## TEXTE EXTRAIT
+++

Musée privé

Paradis perdu

Par Daphné Bétard · Le Journal des Arts

Le 17 décembre 2004 - 437 mots

Promise à un bel avenir, la très médiatique Pinacothèque de Paris ne s’ouvrira certainement pas rue de Paradis.

PARIS - « Il ne faut pas vendre la peau de l’ours avant de l’avoir tué. » Marc Restellini aurait peut-être dû méditer ce vieil adage avant de se lancer dans la création de la Pinacothèque de Paris, cet établissement qu’il avait conçu comme « un lieu privé, géré de manière privée » et dont les expositions se devaient avant tout d’être « rentables », selon ses propres termes.
Installée rue de Paradis, au cœur du 10e arrondissement de Paris, dans l’ancien musée et boutique Baccarat, la Pinacothèque de Paris avait été inaugurée en grandes pompes en novembre 2003 avec une manifestation sur la collection de Jacqueline Roque (lire le JdA n° 184, 9 janvier 2004). Quatre vingt neuf œuvres avaient été présentées, la plupart inédites en France. Pour le moins tape-à-l’œil, l’événement avait attiré 180 000 visiteurs en cinq mois (soit 1 200 par jour), lui assurant sans conteste un succès financier et le plaçant dans la droite ligne des expositions déjà organisées sous la direction artistique de  Marc Restellini au Musée du Luxembourg, de 2000 à 2003. Dès la fin de l’exposition, en mars 2004, de grands travaux d’aménagement étaient censés démarrer pour une ouverture définitive de la Pinacothèque début 2005. L’opération aurait alors permis de déployer sur 4 000 mètres carrés des ensembles privés déposés à long terme, et de grandes expositions consacrées à Klimt, Munch, Soutine, voire Monet et Renoir.

+++

## DONNÉES
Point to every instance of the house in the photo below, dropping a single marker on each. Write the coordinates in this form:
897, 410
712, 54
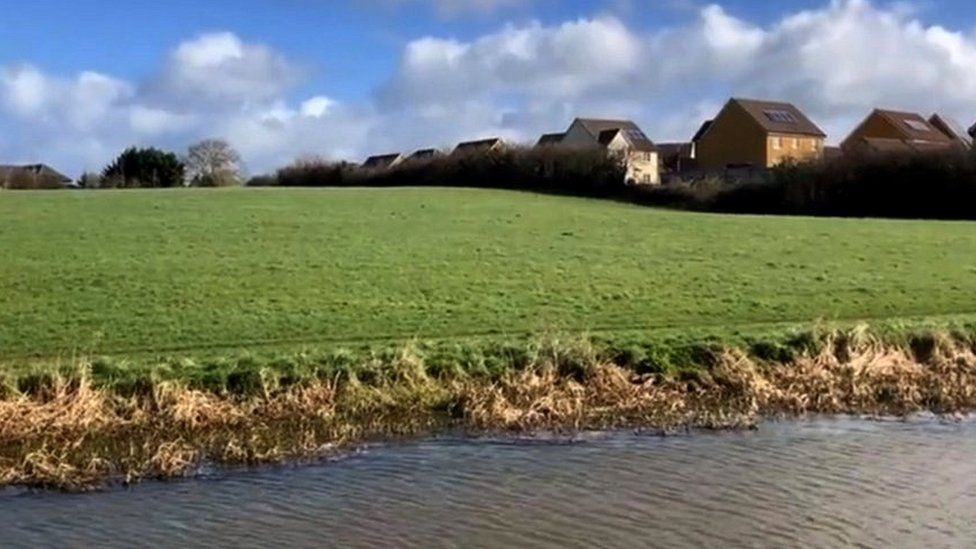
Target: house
953, 129
550, 139
383, 161
32, 176
894, 131
621, 138
481, 146
757, 134
424, 155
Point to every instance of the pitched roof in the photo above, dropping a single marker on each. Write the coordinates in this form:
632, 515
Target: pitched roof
550, 139
880, 144
479, 145
596, 126
424, 154
778, 117
912, 126
951, 128
40, 170
706, 125
382, 160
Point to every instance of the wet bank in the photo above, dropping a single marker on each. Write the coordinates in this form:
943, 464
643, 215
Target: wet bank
72, 434
818, 482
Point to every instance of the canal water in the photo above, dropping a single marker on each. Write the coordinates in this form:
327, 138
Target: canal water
821, 482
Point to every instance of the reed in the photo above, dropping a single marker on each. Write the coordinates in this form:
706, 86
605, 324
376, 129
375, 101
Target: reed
69, 434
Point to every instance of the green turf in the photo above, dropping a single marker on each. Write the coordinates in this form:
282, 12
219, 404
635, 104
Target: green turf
127, 272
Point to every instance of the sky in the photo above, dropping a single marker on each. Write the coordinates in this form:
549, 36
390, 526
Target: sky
80, 80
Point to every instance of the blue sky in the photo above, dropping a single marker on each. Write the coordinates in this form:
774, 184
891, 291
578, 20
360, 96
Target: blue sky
80, 79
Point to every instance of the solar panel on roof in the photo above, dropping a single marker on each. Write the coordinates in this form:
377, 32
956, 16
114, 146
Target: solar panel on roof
917, 125
785, 117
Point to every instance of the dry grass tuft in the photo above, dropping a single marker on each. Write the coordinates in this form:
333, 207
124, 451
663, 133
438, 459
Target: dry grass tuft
74, 436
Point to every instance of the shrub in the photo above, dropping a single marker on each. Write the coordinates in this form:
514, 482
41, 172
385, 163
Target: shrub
931, 185
583, 171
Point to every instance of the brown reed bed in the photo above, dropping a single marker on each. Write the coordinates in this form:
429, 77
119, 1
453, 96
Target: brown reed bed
70, 434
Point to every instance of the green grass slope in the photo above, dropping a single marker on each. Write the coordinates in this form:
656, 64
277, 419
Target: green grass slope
119, 272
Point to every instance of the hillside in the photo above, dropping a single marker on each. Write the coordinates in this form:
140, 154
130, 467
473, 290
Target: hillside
195, 271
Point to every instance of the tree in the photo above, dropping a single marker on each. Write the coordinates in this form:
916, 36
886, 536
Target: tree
144, 168
89, 180
213, 163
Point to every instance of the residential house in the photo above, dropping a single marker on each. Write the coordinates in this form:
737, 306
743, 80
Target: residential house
757, 134
383, 161
676, 157
550, 139
622, 138
894, 131
956, 132
32, 176
481, 146
424, 155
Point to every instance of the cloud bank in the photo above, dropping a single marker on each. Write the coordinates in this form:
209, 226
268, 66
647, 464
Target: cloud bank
836, 62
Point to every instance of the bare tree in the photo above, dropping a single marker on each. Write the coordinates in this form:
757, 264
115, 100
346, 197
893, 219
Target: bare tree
213, 163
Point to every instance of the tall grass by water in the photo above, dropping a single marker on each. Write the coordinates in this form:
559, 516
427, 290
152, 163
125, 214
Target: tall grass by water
69, 434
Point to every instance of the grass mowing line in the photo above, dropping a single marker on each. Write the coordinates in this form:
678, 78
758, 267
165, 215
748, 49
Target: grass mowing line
216, 270
715, 332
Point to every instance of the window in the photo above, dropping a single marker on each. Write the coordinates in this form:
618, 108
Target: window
917, 125
785, 117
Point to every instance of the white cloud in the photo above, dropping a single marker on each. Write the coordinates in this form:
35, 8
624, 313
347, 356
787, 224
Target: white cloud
223, 70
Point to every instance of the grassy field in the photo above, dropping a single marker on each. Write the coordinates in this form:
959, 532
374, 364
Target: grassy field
196, 272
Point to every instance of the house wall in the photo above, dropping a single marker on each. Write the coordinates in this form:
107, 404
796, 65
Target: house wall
734, 138
792, 147
643, 167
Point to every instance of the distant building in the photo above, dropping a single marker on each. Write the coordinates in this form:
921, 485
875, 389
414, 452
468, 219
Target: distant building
32, 176
621, 138
676, 157
894, 131
757, 134
383, 161
550, 139
952, 129
481, 146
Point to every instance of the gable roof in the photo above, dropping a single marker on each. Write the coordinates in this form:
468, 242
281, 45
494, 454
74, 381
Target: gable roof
912, 126
479, 145
596, 126
634, 137
706, 125
382, 160
550, 139
951, 128
38, 170
779, 117
606, 130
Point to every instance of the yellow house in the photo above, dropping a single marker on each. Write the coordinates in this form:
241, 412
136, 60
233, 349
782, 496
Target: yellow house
760, 134
621, 138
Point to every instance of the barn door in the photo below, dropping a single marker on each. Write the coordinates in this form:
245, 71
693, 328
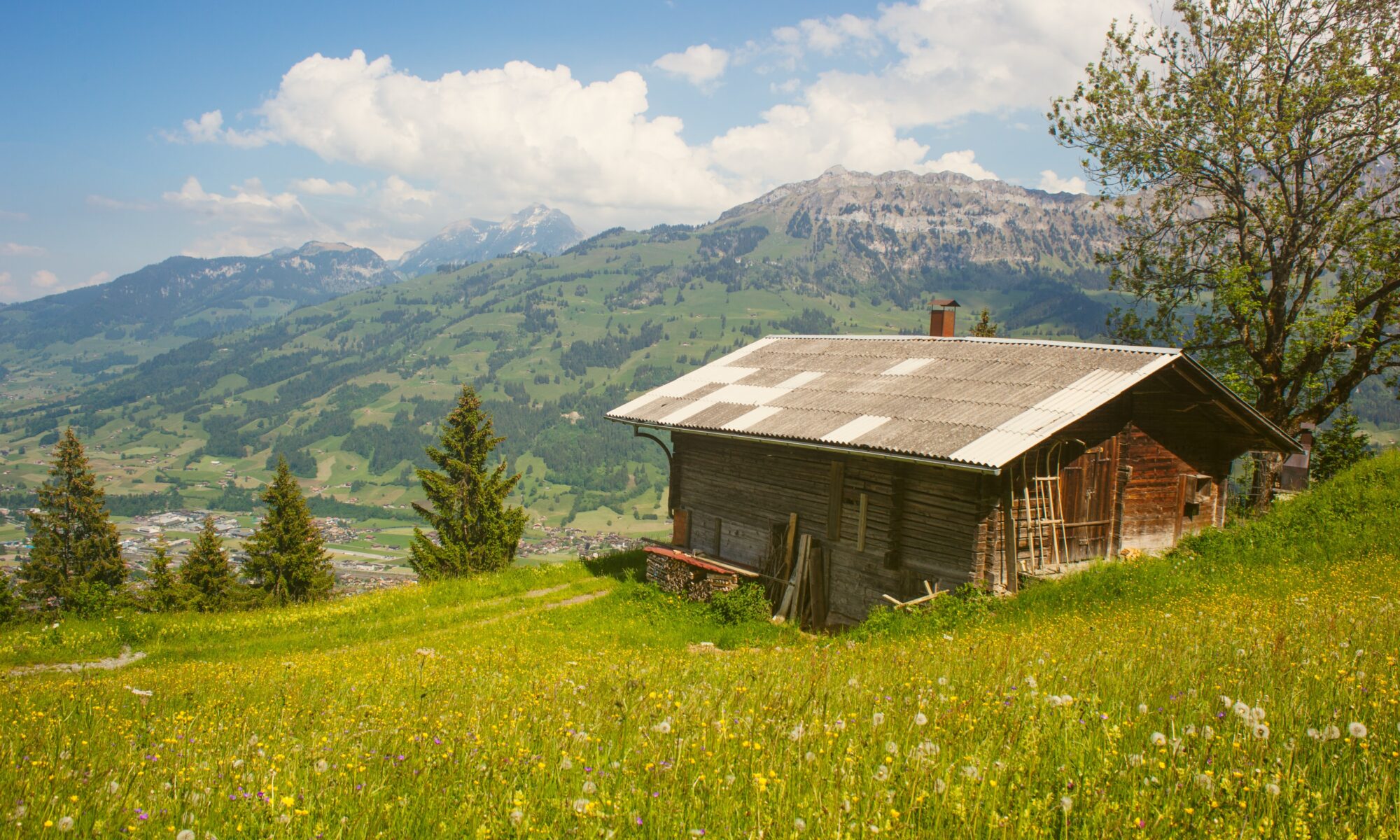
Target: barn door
1087, 486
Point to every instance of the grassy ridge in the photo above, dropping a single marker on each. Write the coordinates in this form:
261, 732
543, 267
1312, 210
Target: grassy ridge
1086, 708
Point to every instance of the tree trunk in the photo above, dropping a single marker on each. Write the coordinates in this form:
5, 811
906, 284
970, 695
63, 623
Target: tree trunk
1268, 467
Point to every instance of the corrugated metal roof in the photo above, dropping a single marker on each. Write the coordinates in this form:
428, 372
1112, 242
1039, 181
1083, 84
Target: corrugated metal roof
979, 402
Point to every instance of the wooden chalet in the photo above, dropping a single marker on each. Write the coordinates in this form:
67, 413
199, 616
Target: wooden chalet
894, 461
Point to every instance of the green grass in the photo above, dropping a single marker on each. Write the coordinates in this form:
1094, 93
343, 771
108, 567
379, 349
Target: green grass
1086, 708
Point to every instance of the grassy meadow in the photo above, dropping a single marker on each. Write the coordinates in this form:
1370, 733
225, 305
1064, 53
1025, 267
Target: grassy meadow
1242, 687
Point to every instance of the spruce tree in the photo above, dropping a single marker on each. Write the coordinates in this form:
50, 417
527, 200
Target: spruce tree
1339, 446
286, 554
985, 328
9, 604
475, 530
163, 583
75, 542
206, 569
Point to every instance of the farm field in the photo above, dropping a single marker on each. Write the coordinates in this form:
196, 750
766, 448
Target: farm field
1242, 687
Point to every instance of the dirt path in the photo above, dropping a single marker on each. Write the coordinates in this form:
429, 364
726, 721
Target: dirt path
578, 600
125, 659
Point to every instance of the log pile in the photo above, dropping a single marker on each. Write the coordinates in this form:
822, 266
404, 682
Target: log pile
673, 575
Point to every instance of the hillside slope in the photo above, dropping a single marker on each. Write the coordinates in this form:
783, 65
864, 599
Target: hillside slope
1245, 685
349, 388
102, 328
537, 229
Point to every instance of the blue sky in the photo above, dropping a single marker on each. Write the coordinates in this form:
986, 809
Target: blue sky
135, 132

+++

## EXERCICE
Pouvez-vous recopier à l'identique le passage de l'article sur la Pinacothèque de Paris, depuis « Musée privé » jusqu'à « ses propres termes. » inclus ? Ces données n'ont aucun lien avec l'article sur la Pinacothèque de Paris.

## RÉSULTAT OBTENU
Musée privé

Paradis perdu

Par Daphné Bétard · Le Journal des Arts

Le 17 décembre 2004 - 437 mots

Promise à un bel avenir, la très médiatique Pinacothèque de Paris ne s’ouvrira certainement pas rue de Paradis.

PARIS - « Il ne faut pas vendre la peau de l’ours avant de l’avoir tué. » Marc Restellini aurait peut-être dû méditer ce vieil adage avant de se lancer dans la création de la Pinacothèque de Paris, cet établissement qu’il avait conçu comme « un lieu privé, géré de manière privée » et dont les expositions se devaient avant tout d’être « rentables », selon ses propres termes.